## What is expected
Which of the lines below contain the word "brown" with the same capitalization? Pull out every such line and copy it in full.

## Task material
►

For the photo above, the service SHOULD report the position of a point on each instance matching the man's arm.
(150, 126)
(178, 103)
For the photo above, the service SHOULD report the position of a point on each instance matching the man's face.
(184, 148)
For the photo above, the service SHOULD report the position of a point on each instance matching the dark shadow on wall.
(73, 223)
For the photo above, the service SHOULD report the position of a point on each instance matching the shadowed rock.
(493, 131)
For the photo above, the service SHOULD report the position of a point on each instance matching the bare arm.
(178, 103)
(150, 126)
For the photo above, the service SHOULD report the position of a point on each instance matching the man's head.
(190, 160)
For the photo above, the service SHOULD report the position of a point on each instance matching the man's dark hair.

◄
►

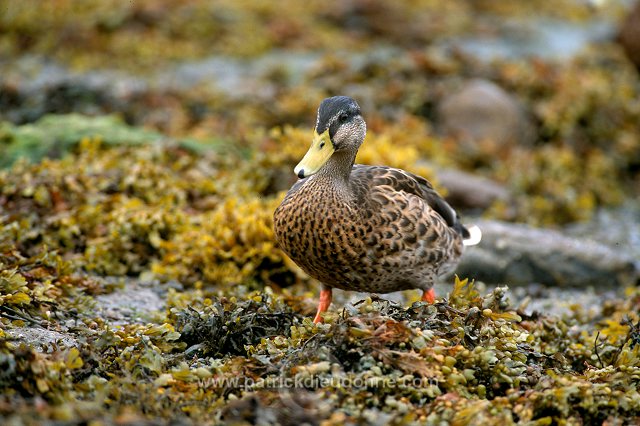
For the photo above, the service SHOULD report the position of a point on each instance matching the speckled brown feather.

◄
►

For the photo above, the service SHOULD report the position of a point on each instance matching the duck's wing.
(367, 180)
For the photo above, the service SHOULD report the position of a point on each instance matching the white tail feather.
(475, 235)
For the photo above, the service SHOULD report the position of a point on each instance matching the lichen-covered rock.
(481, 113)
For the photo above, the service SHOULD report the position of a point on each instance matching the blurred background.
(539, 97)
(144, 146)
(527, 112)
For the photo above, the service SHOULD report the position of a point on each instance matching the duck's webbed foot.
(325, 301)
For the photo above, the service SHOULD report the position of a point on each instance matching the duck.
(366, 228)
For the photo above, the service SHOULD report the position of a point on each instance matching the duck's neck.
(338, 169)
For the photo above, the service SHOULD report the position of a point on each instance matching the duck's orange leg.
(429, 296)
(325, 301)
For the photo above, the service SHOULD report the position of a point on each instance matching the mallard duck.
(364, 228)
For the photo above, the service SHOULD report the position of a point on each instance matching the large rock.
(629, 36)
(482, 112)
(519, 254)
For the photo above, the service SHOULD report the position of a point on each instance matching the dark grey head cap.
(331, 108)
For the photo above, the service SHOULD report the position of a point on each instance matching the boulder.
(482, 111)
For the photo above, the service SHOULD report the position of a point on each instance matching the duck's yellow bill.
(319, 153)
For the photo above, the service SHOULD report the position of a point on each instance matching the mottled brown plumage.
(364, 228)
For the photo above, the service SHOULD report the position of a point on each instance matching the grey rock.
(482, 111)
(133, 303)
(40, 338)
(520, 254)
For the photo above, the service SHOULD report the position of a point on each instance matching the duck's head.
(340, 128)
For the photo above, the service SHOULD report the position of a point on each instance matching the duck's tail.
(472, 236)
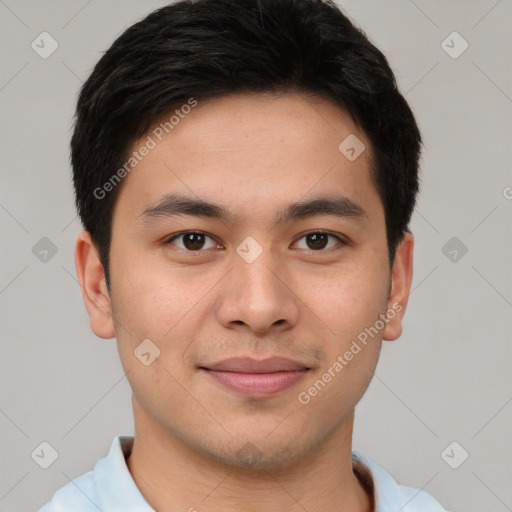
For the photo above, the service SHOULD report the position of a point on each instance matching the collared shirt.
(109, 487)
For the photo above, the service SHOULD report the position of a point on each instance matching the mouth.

◄

## Output below
For the photo above, the service SHOULD report the position of a point on each instance matching the speckled brown feather.
For the photo above, the service SHOULD report the position of a point on each instance matching the mottled brown plumage.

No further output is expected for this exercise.